Activity: Once the images are set aside, write out the rest of the records exactly.

Source information:
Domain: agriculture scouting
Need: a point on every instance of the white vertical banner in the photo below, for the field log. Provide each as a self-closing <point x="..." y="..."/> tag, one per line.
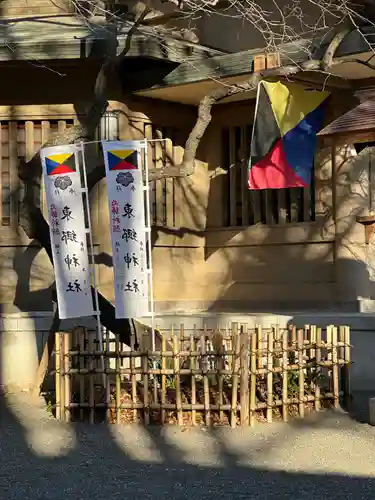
<point x="68" y="230"/>
<point x="128" y="229"/>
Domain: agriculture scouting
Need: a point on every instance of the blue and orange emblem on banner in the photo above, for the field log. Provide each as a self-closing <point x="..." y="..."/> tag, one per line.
<point x="122" y="159"/>
<point x="63" y="163"/>
<point x="287" y="120"/>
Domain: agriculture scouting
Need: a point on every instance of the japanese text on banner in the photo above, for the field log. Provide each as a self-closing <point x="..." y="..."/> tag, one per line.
<point x="128" y="231"/>
<point x="68" y="232"/>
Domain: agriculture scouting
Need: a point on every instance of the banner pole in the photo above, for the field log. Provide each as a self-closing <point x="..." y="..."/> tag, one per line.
<point x="93" y="271"/>
<point x="149" y="271"/>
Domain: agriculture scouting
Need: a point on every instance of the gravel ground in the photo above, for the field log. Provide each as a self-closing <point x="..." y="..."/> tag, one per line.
<point x="327" y="455"/>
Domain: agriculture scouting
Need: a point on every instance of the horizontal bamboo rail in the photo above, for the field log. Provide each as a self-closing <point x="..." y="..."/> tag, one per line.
<point x="235" y="376"/>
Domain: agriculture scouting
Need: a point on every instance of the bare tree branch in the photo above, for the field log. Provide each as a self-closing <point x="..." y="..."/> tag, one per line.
<point x="187" y="166"/>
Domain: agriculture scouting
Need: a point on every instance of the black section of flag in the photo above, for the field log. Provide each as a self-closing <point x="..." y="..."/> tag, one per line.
<point x="266" y="132"/>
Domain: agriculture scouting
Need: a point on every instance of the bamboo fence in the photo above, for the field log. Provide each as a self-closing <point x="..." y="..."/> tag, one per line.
<point x="236" y="376"/>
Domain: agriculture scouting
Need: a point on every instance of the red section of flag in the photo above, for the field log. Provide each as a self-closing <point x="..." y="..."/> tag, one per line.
<point x="273" y="172"/>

Response area:
Domain: agriculture scouting
Need: a point on every instance of the white vertical banner in the photo below, for the field log. Provide each as a self-closing <point x="..." y="..."/> tag, one per line.
<point x="68" y="230"/>
<point x="128" y="229"/>
Domain: agriculture scouting
Need: a point on every instance of the blue and orange emblem on banner in the photo above, for the field log. Provide each as a self-closing <point x="..." y="..."/> tag, one per line.
<point x="122" y="159"/>
<point x="63" y="163"/>
<point x="287" y="120"/>
Domain: agriculture scouting
Need: a point on every instance of the japanese text on banner in the photo above, for the field log. Provide each as a self-closing <point x="..." y="..."/> tag, one per line.
<point x="128" y="231"/>
<point x="68" y="232"/>
Domain: agriculture scouting
Need: a point on every instance of the banner pole in the photo above, for the field log. Provide each as a self-closing <point x="..." y="..."/> tag, one per line.
<point x="93" y="271"/>
<point x="149" y="271"/>
Domain: agriculture scouting
Need: a point on every instance of the gravel ground in the photo above, for the field log. Provide each as a self-closing <point x="..." y="..."/> tag, one per line.
<point x="327" y="455"/>
Domain: agriculture scouting
Need: a point on every instance of the horizontal bamboo rail in the photo above, for the field log. Provide each as a self-closing <point x="..." y="..."/> tag, one per line.
<point x="235" y="376"/>
Domain: agriculture scouting
Need: a point on every instance of the bare tree branch in the photo above, for the field log. Provide each as a self-closing <point x="..." y="..."/> tag, one per line.
<point x="187" y="166"/>
Domain: agriculture scouting
Need: a point on every instance of the black section of flag in the photo above, for the field log. Provide each as a self-closing <point x="..." y="..."/> tag, one per line.
<point x="266" y="132"/>
Domain: agriculture scouting
Need: a point on every instance of the bamboo fence in the photo above, for the field log. Provide each as a self-closing <point x="..." y="..."/> tag, one per line.
<point x="236" y="376"/>
Domain: agriculture scouting
Need: a point on every instance of the red section of flag in the photo above, for the field log. Provide each as a self-closing <point x="..." y="..."/> tag, one per line.
<point x="273" y="172"/>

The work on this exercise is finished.